What this task involves => Among the records, which lines include "above"? List them.

(Stored data entries)
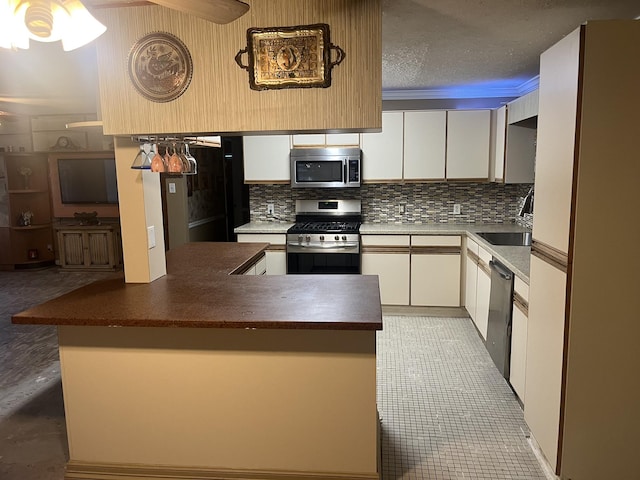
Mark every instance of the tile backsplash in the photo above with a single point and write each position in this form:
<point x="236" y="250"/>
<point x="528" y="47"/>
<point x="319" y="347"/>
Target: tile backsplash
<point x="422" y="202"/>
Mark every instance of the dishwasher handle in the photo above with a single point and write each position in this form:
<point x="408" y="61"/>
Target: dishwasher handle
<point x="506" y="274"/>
* * *
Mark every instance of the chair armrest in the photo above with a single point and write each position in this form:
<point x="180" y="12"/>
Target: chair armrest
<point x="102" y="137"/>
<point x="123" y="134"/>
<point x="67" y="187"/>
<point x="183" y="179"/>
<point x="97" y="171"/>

Result for this task =>
Mark every instance of the tile backsplash in the photo above with a single point and write each position in this form:
Mark every instance of the dishwasher handle in the photo above with a single point and write each position in this form:
Mark every instance of the chair armrest in the photo above with a single point and write each position in this form:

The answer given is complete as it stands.